- **DIRECTIVE**: Pick out every line of the material below that contains the string "penguin", matching case exactly, and copy each of those lines.

Detection annotation records:
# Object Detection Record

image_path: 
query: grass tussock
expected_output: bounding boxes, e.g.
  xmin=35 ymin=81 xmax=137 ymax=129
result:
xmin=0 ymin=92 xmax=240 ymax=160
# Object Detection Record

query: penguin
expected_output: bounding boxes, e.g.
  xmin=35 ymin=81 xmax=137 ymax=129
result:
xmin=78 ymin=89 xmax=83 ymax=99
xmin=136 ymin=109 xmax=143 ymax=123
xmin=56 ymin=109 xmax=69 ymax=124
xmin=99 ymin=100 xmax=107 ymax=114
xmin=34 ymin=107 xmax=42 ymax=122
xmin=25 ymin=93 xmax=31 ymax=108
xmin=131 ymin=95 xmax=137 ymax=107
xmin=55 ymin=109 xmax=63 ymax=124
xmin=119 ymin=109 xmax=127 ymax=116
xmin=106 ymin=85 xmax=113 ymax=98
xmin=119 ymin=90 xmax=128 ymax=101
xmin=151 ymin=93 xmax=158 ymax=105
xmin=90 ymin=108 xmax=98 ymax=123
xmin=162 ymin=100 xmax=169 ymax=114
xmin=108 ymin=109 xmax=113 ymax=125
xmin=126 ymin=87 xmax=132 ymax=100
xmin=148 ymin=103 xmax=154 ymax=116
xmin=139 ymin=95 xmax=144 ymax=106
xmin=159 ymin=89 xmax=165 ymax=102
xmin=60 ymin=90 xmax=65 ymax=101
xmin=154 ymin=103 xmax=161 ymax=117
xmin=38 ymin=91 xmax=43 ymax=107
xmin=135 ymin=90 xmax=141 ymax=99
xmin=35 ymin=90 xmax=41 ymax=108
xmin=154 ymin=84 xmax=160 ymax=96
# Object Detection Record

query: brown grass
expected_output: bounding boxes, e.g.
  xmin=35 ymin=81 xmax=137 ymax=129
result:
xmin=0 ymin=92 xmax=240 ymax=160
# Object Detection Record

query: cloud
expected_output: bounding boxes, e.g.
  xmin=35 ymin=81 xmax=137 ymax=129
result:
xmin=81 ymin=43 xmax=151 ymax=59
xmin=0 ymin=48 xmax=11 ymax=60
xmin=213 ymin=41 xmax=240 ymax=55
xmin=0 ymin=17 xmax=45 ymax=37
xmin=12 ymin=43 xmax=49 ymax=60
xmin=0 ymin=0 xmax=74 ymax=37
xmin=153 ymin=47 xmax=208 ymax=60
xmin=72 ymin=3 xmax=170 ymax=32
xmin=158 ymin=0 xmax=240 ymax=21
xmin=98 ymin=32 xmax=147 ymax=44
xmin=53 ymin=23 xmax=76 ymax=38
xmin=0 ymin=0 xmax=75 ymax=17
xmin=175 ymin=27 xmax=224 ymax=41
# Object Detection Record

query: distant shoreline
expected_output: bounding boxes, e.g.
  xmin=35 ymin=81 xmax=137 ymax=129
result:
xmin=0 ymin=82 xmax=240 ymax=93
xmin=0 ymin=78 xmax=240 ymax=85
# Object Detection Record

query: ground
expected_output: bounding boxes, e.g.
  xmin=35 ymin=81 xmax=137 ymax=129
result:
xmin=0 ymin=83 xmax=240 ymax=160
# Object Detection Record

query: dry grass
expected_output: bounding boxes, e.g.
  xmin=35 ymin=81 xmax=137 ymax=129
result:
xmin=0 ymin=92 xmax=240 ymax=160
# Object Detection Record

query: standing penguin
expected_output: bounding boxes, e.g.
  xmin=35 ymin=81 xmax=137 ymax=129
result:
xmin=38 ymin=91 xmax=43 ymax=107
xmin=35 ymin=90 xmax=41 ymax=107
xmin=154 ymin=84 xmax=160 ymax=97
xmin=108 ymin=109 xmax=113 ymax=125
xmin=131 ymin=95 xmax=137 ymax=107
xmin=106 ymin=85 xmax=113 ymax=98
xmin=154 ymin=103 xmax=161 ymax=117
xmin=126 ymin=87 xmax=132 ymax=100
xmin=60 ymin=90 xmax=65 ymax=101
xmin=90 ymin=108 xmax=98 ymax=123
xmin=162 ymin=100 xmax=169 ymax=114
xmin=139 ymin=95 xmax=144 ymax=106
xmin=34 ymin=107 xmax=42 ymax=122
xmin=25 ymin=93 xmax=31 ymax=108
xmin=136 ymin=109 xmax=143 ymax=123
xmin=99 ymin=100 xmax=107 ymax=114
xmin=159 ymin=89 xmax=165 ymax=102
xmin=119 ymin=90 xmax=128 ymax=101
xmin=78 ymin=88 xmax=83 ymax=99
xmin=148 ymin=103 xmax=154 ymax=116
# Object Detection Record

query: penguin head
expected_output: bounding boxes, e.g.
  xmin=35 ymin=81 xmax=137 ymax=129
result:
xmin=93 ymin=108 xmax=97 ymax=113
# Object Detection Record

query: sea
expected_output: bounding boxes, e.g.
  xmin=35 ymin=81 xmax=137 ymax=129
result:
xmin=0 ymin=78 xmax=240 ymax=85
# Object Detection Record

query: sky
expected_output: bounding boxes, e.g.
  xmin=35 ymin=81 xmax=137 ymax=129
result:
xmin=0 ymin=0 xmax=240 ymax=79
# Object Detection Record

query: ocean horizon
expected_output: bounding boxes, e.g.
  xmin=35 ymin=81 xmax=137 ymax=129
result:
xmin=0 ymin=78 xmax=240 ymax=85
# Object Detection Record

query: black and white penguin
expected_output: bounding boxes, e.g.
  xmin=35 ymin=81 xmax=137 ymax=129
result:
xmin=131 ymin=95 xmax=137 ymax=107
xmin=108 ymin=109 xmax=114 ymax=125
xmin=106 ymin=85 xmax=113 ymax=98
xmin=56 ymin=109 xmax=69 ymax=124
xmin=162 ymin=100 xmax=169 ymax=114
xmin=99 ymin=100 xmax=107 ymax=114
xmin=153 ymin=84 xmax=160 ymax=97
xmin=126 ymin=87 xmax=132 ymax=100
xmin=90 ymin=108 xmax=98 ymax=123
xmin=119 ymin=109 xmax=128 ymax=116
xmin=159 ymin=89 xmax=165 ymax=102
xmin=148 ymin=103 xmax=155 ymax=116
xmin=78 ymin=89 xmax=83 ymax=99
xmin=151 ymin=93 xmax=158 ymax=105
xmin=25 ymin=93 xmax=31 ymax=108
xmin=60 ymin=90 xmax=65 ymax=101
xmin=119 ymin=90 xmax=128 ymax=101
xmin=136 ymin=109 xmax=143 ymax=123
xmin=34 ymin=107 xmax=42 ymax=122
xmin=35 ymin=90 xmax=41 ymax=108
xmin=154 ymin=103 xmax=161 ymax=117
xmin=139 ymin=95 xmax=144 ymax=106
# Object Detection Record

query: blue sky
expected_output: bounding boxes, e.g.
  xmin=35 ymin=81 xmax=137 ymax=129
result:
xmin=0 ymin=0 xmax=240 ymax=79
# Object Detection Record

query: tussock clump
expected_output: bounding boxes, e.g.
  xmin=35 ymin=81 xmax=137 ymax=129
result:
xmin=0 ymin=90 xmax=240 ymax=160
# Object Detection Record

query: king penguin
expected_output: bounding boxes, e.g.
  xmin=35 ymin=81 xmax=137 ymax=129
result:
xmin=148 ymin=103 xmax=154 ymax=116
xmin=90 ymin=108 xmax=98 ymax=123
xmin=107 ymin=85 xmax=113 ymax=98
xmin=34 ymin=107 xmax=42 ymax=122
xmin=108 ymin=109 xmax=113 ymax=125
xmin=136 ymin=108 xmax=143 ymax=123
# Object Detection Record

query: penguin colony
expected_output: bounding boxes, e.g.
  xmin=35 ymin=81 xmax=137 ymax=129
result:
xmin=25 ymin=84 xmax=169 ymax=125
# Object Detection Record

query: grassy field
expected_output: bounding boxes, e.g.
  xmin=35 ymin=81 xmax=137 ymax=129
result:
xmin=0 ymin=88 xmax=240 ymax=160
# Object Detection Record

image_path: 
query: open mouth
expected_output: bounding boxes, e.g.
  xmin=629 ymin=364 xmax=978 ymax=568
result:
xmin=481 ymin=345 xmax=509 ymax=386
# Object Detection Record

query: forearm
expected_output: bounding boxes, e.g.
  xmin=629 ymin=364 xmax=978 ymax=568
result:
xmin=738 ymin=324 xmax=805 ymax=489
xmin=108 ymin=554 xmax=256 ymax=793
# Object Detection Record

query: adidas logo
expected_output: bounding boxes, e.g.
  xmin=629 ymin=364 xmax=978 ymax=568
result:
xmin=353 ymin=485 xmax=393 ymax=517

- **CORRECT RESPONSE**:
query: penguin
query: standing penguin
query: penguin head
query: black and white penguin
query: king penguin
query: penguin colony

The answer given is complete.